### Given task
Convert the data below, from the line containing "Teacher note to the class: pick out the ginger" through the end of the data, into a Markdown table with the columns "No." and "Text", and leave out blank lines. Number each line under "No." and place the line under "Text".

### Entries
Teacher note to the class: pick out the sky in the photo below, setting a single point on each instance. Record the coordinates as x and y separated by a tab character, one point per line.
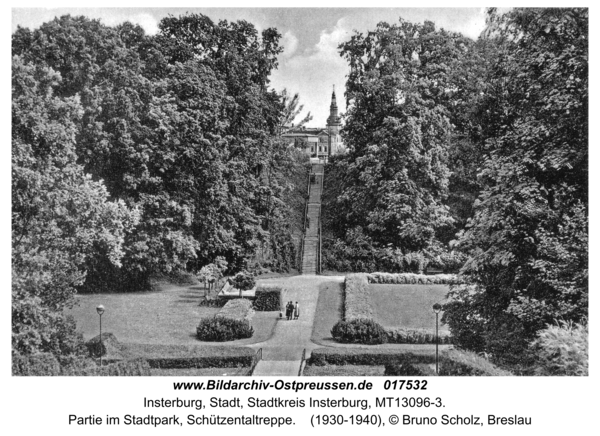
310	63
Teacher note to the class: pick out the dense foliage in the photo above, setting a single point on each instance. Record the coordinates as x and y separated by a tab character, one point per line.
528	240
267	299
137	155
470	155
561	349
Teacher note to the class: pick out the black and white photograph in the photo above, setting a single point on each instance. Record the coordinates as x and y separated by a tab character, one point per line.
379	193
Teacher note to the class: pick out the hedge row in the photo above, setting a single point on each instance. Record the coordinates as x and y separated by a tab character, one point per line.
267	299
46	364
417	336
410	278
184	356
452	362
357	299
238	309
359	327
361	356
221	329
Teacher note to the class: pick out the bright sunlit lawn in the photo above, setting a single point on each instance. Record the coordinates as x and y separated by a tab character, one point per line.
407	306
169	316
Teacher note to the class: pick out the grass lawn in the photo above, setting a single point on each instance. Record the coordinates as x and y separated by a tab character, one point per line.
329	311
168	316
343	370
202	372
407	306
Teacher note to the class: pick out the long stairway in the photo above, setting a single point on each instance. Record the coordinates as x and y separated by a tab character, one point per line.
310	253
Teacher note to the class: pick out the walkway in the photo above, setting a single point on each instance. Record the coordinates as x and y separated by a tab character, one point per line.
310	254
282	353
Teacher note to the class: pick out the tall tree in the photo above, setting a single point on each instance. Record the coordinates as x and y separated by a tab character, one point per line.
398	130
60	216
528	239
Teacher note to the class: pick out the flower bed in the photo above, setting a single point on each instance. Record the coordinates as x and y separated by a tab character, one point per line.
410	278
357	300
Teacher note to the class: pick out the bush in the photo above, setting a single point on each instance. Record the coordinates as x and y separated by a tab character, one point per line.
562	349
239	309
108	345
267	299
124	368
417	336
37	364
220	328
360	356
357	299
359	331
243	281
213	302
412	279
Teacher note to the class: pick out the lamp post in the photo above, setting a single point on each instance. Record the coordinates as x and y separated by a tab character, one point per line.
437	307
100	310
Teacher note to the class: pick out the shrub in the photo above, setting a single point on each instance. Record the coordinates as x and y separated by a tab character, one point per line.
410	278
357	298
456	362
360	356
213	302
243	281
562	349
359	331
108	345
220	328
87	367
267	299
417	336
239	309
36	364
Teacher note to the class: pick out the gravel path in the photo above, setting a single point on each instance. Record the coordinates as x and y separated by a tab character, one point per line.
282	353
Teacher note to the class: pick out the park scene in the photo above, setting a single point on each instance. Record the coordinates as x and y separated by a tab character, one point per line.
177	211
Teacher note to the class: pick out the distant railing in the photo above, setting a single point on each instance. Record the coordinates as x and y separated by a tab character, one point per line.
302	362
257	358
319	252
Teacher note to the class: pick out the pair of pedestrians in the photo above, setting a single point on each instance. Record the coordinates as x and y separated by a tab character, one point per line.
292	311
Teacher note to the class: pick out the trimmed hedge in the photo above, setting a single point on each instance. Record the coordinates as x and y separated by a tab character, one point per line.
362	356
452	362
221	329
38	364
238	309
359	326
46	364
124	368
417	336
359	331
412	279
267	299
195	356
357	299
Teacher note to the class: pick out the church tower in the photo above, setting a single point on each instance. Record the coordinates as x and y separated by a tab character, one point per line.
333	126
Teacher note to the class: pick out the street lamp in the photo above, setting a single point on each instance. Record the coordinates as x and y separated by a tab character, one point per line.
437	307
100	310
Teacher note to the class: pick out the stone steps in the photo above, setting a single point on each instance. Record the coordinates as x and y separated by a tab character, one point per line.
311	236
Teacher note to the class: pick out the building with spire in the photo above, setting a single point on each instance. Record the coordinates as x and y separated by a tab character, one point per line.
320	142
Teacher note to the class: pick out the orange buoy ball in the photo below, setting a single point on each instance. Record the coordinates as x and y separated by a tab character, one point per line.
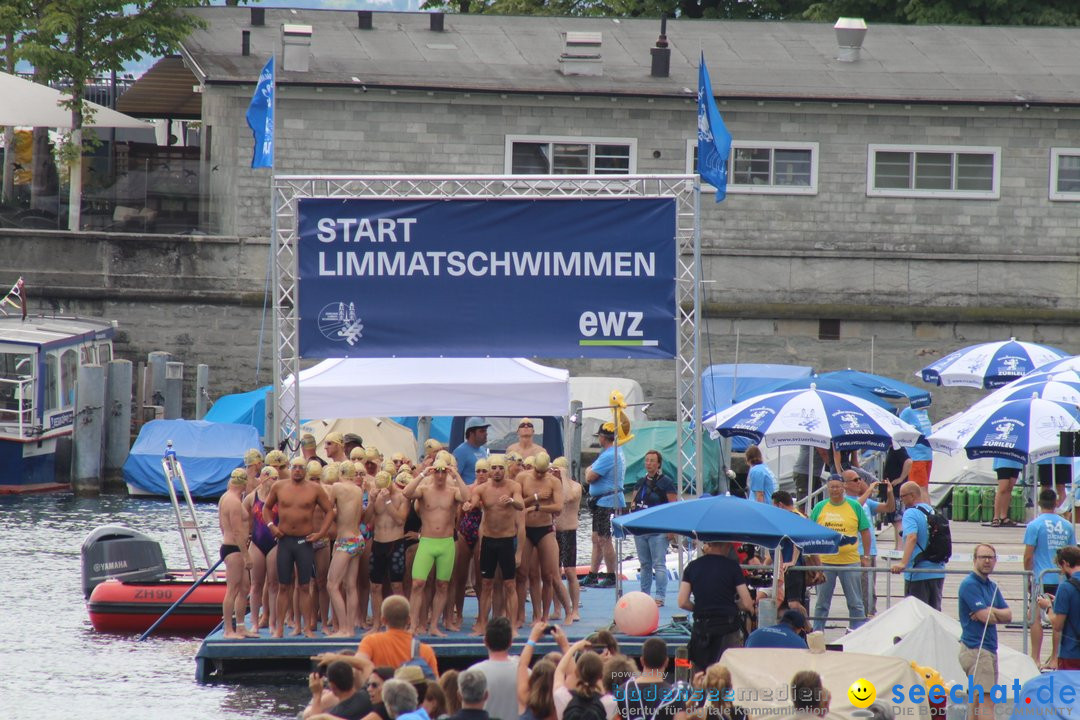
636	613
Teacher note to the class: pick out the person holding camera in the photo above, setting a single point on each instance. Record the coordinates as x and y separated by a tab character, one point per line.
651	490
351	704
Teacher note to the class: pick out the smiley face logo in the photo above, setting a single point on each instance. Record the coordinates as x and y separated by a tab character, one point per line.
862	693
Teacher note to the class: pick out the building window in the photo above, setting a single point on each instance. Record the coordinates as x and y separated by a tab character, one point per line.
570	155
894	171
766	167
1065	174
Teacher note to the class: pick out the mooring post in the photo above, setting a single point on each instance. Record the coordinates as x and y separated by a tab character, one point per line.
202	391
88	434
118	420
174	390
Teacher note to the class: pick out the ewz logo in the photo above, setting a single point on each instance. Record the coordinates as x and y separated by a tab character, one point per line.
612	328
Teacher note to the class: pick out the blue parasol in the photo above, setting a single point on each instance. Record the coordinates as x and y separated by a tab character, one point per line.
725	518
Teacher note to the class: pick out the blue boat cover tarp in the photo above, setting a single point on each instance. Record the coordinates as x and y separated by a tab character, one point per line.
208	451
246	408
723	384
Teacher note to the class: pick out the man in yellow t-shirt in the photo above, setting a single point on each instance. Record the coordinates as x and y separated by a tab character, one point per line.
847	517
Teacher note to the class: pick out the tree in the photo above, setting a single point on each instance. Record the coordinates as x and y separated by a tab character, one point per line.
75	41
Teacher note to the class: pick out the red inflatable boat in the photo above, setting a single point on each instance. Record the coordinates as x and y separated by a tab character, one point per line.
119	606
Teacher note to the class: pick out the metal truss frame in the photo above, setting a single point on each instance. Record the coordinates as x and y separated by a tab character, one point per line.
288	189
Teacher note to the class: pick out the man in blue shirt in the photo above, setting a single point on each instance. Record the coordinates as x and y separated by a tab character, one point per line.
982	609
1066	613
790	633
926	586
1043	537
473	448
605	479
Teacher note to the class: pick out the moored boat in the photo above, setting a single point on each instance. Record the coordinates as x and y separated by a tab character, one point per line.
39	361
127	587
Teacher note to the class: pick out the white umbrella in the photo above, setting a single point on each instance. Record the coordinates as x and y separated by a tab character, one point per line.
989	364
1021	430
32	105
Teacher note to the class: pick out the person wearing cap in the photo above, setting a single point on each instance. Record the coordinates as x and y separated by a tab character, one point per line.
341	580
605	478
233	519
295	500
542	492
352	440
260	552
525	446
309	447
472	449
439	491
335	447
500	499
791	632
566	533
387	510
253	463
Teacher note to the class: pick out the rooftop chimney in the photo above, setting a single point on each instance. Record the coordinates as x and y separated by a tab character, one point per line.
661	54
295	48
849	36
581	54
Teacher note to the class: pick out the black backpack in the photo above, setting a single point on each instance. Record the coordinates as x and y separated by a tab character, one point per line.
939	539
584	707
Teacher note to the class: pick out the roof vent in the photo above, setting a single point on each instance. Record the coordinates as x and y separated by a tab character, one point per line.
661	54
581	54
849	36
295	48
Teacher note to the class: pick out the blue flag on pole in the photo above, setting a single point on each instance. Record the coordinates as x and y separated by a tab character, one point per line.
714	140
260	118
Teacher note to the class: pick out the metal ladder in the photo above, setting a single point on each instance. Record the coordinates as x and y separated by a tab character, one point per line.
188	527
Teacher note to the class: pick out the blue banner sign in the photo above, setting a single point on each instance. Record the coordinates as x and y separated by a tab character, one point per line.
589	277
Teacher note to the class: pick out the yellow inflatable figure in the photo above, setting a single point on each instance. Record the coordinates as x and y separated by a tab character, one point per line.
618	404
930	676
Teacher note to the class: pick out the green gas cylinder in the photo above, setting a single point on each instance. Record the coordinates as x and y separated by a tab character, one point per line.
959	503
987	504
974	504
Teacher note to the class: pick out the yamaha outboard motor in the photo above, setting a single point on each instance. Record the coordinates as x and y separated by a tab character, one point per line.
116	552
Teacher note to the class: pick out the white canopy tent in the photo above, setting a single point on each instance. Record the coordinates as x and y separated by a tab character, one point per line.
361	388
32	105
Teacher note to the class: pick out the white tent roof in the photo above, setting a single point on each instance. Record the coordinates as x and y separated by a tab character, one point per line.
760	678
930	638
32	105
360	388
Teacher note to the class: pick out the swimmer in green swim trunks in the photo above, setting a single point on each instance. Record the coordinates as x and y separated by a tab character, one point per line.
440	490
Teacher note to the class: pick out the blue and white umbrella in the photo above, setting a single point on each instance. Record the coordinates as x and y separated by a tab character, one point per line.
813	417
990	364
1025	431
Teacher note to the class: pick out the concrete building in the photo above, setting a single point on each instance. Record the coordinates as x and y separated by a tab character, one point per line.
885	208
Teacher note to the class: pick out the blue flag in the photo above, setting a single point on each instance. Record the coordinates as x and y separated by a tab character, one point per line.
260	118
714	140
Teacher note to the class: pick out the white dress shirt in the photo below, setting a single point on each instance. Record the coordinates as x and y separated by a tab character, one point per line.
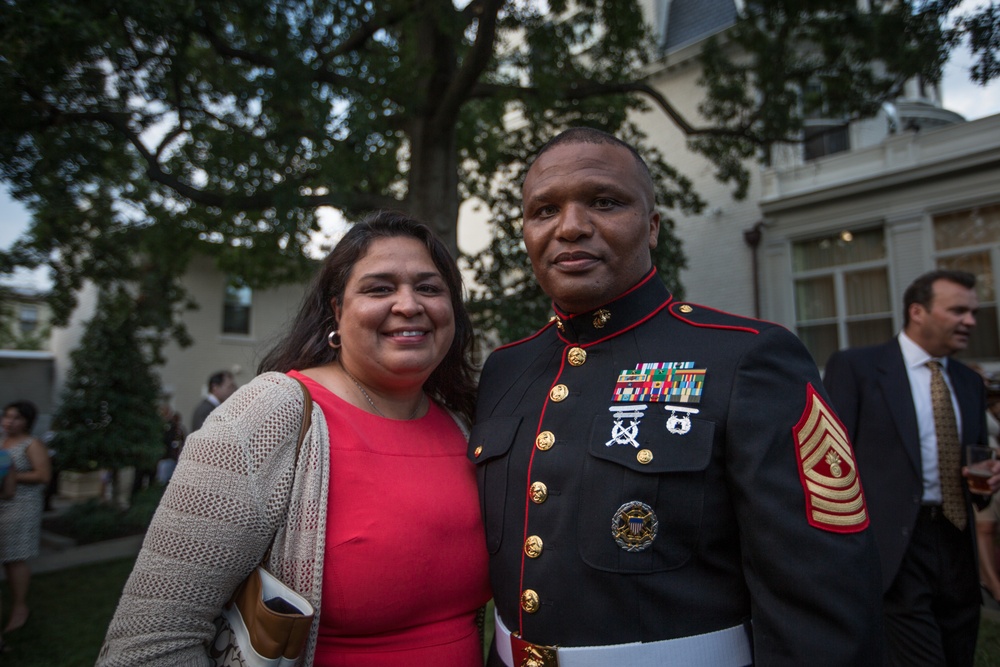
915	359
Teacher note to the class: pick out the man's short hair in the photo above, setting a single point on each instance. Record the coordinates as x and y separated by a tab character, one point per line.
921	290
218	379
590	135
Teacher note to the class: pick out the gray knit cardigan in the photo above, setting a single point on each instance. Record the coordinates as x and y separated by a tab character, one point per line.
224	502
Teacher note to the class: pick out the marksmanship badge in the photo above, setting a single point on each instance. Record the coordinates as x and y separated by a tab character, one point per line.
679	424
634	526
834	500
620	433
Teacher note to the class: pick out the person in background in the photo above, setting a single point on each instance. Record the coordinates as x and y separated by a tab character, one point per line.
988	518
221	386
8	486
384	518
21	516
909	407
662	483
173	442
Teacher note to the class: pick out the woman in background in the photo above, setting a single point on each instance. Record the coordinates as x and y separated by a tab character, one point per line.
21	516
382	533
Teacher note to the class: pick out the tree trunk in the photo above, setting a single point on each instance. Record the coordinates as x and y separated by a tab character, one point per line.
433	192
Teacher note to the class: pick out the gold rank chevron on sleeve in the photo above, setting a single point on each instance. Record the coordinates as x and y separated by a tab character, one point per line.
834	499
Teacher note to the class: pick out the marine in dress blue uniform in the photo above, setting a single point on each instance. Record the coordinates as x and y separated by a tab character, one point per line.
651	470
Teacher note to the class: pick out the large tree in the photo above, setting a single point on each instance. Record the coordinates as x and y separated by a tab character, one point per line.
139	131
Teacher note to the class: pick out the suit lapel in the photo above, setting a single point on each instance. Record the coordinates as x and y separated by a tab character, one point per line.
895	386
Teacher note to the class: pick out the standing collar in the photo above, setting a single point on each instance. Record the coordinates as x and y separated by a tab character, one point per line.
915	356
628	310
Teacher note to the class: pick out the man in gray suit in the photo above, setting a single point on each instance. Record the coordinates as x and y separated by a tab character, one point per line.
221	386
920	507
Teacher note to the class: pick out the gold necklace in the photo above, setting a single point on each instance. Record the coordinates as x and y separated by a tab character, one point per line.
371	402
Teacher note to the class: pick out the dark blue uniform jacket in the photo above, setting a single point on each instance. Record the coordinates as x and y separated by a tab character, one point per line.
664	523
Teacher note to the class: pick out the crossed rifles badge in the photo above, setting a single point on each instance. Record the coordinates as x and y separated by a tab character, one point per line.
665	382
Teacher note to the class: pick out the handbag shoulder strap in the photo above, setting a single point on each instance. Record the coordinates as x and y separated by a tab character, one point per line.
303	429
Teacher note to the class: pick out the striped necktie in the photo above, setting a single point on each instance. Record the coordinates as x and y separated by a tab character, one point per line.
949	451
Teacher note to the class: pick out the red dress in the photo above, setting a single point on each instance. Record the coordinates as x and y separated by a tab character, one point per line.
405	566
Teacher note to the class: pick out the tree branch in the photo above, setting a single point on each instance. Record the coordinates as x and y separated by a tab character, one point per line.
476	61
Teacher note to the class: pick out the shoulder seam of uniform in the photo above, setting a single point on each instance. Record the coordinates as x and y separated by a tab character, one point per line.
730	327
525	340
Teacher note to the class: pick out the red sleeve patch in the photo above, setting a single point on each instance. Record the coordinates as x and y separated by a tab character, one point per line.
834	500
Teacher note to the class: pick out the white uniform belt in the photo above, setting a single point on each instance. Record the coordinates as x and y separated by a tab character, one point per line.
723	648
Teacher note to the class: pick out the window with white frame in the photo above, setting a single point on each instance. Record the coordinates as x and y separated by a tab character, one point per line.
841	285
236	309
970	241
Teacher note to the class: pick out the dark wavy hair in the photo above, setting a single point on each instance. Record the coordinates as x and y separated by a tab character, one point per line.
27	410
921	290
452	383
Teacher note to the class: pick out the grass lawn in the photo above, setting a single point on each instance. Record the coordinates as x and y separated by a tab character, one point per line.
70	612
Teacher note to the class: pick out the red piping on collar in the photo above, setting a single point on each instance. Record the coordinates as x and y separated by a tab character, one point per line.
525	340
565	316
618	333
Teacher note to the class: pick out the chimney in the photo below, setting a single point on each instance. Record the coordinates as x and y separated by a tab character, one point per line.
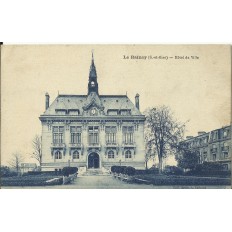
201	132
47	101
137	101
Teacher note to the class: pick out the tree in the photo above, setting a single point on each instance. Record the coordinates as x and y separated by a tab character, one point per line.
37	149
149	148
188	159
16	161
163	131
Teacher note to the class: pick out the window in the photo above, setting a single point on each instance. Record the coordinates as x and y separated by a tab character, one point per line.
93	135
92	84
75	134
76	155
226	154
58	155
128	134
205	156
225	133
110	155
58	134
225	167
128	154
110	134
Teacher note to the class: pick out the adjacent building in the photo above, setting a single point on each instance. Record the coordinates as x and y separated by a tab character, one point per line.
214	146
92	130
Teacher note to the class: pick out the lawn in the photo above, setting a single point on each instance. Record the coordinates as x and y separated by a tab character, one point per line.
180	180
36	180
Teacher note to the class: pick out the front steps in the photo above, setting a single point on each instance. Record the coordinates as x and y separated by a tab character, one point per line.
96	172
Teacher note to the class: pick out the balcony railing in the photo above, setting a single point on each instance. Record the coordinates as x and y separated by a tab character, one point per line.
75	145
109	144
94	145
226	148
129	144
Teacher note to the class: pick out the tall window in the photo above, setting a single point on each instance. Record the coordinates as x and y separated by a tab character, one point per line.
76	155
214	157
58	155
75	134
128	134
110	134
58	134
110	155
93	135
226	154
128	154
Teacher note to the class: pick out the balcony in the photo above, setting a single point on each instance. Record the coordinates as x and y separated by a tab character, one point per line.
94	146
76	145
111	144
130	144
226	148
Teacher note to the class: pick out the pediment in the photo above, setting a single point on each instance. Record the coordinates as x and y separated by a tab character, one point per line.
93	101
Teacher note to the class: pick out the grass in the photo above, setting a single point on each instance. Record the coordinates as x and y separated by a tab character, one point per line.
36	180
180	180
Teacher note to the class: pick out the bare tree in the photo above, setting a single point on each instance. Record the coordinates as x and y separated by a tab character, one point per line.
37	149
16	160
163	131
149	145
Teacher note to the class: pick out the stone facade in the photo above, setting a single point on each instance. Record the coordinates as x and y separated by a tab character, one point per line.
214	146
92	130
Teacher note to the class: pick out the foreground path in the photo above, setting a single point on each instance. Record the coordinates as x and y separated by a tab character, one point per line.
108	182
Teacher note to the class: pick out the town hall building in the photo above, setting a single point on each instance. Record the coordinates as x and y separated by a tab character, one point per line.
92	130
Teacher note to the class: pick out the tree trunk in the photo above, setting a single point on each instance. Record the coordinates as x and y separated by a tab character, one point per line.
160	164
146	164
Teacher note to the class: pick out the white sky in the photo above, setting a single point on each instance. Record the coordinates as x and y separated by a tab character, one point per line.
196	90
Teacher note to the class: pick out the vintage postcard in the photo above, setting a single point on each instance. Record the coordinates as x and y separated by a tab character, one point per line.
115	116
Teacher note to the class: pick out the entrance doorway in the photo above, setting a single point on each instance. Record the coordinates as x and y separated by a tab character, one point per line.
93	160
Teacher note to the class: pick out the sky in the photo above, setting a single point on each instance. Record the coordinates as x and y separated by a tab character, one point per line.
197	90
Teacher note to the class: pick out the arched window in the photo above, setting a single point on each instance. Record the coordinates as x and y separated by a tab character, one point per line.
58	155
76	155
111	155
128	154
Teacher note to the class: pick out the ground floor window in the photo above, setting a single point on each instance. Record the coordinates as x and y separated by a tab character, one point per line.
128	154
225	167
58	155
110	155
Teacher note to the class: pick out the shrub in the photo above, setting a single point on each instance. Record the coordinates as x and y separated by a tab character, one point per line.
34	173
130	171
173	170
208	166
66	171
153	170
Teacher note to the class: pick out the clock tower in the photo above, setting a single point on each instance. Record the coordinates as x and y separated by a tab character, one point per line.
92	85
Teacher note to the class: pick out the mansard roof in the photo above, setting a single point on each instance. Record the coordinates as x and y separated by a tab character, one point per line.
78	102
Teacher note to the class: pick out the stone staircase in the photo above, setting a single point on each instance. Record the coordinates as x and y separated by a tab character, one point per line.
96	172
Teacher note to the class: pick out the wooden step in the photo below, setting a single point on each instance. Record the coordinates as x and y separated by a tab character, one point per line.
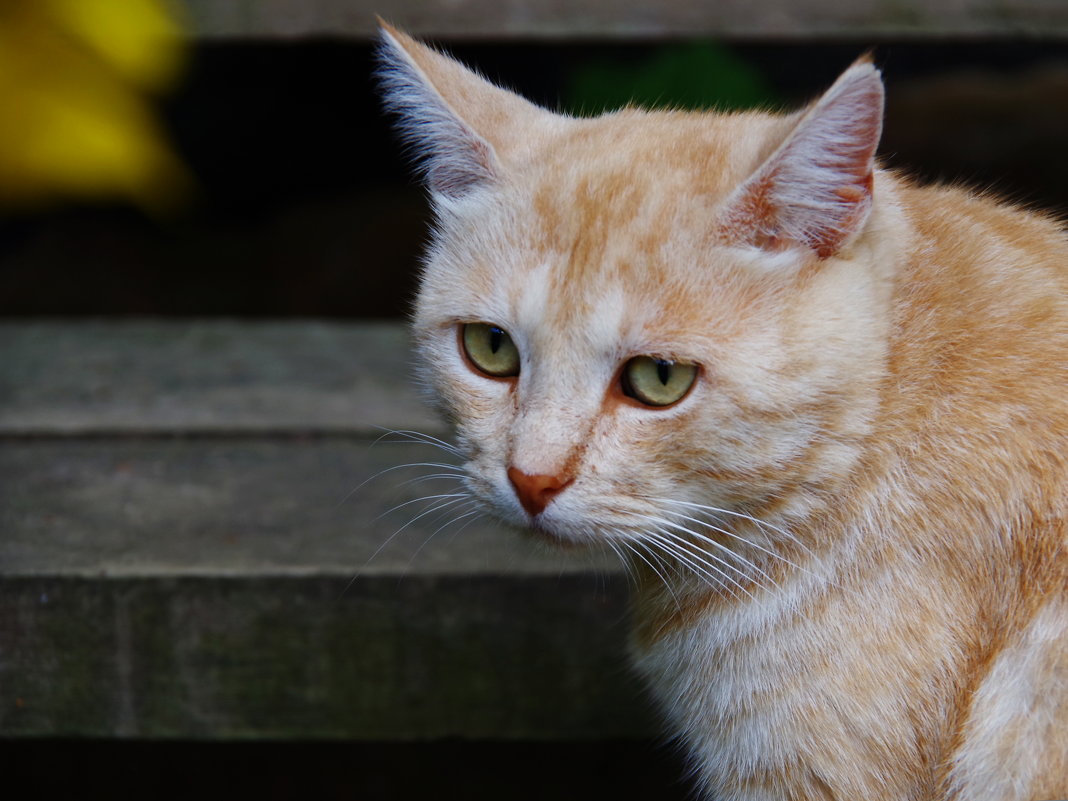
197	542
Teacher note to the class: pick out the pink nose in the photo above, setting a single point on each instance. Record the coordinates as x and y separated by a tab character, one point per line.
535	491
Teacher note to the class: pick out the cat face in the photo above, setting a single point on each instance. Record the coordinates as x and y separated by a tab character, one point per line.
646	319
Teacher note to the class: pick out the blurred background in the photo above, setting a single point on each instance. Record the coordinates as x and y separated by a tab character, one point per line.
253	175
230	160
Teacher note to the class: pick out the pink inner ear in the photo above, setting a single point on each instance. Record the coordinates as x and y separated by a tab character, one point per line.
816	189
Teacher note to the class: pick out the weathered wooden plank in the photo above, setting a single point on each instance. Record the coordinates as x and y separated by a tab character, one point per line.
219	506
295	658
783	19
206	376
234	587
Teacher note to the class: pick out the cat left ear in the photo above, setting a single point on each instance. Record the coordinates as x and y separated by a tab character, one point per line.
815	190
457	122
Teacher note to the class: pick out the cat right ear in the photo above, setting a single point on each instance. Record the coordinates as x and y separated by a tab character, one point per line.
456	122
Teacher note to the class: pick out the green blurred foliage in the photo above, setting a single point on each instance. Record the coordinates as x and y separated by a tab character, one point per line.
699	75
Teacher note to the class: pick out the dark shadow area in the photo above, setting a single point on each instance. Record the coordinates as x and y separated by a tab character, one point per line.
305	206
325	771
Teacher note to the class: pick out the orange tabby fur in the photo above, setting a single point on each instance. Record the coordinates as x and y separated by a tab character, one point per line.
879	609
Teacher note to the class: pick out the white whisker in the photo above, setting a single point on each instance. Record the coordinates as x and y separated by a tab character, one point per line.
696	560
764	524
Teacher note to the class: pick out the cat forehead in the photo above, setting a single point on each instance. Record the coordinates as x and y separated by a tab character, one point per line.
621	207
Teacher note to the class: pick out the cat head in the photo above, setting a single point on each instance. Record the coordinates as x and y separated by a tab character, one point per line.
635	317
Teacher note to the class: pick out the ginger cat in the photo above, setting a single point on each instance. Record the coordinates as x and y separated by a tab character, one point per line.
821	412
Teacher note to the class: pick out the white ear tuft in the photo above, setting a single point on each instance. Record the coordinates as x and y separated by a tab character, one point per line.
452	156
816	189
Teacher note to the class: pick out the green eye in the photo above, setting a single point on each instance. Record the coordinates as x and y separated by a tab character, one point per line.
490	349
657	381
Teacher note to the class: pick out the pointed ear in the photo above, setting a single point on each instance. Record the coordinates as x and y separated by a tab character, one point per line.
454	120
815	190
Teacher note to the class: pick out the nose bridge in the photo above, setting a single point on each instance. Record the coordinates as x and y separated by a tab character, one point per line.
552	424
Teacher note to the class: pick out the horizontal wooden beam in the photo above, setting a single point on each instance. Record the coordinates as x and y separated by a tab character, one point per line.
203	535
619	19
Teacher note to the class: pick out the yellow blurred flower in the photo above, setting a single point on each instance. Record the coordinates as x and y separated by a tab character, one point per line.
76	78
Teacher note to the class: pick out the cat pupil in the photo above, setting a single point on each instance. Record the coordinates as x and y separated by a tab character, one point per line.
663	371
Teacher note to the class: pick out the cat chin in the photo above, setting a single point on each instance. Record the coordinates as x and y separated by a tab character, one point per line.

### Answer below
| No. | Text |
|---|---|
| 1 | Teacher note to the class: pick out the ginger cat in the photo above, setting a single point on each instance. Record the coordinates as x and y separated by a tab character, one point per line. |
| 2 | 821	412 |
| 3 | Teacher note to the class: pick out the white ear tuft in the photo above, setting a single point on each instance. Record the coordinates as x and y separated by a tab character, one point per line. |
| 4 | 452	156 |
| 5 | 816	189 |
| 6 | Teacher note to the class: pick out the green eye in the photo above, setting a single point on each instance. Record the coordinates as x and y separated by a tab character, one point per line. |
| 7 | 490	349 |
| 8 | 657	381 |
| 9 | Teacher note to the class: pick out the pointed ear in the photo above, setting a single point on each instance. Record the coordinates as x and y separated by a tab character, one point per line. |
| 10 | 454	120 |
| 11 | 815	190 |
| 12 | Teacher note to the class: pick out the nose bridge in the photo above, setting a single point on each instance. Record the coordinates as x and y separated by a tab character, one point per line. |
| 13 | 552	424 |
| 14 | Teacher note to the class: pick out the horizontal wooden beam in the photo above, setting a single point on each instance. Record the coordinates as x and y separated by a tab character, one point per line. |
| 15 | 203	535 |
| 16 | 619	19 |
| 17 | Teacher note to the class: pick out the yellow blurred flower in the photo above, setting a single point on each instance. Record the coordinates as x and y separated by a tab character, one point per line. |
| 18 | 76	78 |
| 19 | Teacher note to the class: pick out the cat pupil in the photo above, setting a single point on each instance. Record the coordinates as x and y separated by a tab character, one point per line. |
| 20 | 663	371 |
| 21 | Teacher note to the class: pick out the cat chin in the photo above, setting a single point on each instance. Record the coordinates as x and y separated by a tab character, one point per line. |